Try it —
Print the line containing "Our client would like the bounding box for the shirt sleeve" and every later line of the records. Keep each one exactly as given, ending with the last.

Text-to-region grounding data
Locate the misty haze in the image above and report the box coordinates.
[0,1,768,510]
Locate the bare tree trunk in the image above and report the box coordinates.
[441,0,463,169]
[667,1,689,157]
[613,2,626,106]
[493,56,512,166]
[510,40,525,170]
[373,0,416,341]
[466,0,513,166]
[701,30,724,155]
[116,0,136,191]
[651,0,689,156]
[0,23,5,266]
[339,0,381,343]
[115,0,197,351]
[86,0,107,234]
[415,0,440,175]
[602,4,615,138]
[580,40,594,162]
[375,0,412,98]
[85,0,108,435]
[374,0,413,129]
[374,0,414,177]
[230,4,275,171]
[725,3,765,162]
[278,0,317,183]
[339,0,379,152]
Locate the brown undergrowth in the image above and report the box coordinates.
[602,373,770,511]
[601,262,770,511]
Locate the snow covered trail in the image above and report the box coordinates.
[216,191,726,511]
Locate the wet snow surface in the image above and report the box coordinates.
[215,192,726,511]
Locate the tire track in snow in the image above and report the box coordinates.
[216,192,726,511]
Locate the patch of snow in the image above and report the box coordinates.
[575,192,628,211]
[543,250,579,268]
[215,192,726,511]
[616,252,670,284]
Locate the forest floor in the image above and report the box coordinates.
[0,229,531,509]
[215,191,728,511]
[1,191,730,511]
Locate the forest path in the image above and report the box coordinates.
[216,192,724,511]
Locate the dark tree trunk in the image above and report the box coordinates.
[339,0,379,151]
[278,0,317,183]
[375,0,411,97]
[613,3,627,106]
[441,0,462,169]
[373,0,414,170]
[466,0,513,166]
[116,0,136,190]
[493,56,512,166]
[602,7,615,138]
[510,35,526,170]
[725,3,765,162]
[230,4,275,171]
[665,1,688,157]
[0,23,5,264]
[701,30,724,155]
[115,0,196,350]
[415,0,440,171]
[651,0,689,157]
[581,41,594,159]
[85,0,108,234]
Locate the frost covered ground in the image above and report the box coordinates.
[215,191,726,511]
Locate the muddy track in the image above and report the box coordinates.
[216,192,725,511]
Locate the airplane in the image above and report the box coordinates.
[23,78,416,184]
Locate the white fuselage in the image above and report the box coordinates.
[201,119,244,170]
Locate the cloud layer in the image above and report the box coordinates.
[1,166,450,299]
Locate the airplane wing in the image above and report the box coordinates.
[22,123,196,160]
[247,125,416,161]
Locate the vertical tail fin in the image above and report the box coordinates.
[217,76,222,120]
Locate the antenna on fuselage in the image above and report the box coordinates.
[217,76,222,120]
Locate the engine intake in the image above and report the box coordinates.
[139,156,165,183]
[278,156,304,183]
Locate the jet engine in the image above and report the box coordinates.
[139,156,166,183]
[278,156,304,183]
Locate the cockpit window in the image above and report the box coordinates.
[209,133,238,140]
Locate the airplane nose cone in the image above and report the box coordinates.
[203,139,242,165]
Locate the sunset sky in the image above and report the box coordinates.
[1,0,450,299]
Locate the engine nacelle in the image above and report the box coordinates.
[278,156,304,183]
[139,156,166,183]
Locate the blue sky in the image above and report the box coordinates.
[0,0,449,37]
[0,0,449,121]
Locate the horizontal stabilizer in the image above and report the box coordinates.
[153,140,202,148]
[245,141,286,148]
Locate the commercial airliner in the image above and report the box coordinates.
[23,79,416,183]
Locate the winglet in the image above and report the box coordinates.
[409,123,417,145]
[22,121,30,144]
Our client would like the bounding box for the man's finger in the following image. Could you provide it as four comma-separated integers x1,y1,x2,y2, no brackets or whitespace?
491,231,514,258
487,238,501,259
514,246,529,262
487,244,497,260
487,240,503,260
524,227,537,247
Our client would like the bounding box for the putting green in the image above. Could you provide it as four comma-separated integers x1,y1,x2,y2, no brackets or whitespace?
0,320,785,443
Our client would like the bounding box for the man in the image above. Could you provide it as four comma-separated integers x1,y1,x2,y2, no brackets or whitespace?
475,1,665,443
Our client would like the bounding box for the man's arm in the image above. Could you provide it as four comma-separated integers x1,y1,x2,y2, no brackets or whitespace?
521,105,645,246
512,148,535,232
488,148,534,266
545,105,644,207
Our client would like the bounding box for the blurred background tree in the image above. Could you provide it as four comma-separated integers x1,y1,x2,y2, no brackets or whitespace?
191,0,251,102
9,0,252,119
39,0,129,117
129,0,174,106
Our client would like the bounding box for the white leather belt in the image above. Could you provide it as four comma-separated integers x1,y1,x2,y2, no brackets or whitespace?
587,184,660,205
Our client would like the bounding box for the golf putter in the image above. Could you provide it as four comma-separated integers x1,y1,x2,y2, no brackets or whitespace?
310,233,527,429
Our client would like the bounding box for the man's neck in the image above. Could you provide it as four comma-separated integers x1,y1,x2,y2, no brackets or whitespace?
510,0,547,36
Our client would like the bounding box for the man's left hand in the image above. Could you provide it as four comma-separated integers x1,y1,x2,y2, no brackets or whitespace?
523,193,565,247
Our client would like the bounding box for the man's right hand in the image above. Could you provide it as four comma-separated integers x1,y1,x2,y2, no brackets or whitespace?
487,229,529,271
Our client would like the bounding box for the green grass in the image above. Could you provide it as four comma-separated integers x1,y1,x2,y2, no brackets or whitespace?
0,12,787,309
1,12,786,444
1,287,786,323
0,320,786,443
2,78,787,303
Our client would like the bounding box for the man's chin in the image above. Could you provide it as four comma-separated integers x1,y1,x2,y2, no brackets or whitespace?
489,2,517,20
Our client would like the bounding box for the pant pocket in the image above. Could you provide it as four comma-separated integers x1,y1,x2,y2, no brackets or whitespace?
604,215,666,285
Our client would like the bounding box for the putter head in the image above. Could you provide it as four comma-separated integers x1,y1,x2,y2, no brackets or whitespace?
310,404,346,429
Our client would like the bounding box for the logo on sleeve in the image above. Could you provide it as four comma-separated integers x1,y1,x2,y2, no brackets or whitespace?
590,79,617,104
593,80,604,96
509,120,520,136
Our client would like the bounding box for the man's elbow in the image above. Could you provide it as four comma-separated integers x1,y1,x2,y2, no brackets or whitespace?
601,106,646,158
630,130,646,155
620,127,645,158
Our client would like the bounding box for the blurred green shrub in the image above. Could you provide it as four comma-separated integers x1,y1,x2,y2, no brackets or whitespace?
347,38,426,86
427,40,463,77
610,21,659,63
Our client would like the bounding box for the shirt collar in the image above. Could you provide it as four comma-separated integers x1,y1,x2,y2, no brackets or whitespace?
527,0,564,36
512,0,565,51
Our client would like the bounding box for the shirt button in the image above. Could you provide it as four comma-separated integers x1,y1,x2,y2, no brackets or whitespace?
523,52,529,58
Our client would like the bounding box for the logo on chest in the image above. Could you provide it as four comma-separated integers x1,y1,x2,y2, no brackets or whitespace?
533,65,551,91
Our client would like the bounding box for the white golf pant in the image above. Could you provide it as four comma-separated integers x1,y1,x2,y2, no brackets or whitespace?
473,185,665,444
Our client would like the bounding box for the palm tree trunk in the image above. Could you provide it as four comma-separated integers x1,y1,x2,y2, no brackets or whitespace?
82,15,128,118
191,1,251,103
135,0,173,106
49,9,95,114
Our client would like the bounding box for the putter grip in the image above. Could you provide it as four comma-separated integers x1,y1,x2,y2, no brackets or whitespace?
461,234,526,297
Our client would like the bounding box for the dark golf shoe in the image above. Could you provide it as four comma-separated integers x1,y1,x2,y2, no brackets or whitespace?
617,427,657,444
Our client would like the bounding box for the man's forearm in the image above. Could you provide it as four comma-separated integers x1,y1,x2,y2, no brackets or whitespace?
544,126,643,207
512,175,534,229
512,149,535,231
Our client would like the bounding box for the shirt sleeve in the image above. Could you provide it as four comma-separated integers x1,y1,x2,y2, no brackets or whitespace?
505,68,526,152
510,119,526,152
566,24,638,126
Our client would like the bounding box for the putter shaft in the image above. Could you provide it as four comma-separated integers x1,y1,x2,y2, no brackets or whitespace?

Response —
Our client would like the bounding box for the shirt sleeve in the image above. Could you provide it as four comma-separated integers x1,y1,x2,y2, no brackets or whitespace?
505,68,526,152
510,119,526,152
566,24,638,126
Our client would like the bounding box for the putter shaft in the image above. Could you provide it as four comma-separated integers x1,y1,x2,y2, no brackets or whitespace?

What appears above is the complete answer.